**ENTRIES PROVIDED:**
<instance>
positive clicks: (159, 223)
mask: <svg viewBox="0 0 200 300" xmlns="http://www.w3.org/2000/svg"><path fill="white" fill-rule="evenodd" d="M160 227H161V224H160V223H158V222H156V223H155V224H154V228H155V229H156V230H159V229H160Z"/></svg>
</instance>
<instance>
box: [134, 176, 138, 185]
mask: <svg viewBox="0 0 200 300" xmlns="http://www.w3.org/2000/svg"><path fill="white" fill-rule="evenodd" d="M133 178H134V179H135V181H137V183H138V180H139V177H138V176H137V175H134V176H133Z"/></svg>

**PROMPT:**
Repeat all of the lines above word for word, adding nothing and leaving nothing out.

**YOUR SOLUTION:**
<instance>
positive clicks: (159, 223)
mask: <svg viewBox="0 0 200 300" xmlns="http://www.w3.org/2000/svg"><path fill="white" fill-rule="evenodd" d="M160 227H161V224H160V223H158V222H156V223H155V224H154V228H155V229H156V230H159V229H160Z"/></svg>
</instance>
<instance>
box: [134, 176, 138, 185]
mask: <svg viewBox="0 0 200 300" xmlns="http://www.w3.org/2000/svg"><path fill="white" fill-rule="evenodd" d="M133 178H134V179H135V181H137V183H138V180H139V177H138V176H137V175H134V176H133Z"/></svg>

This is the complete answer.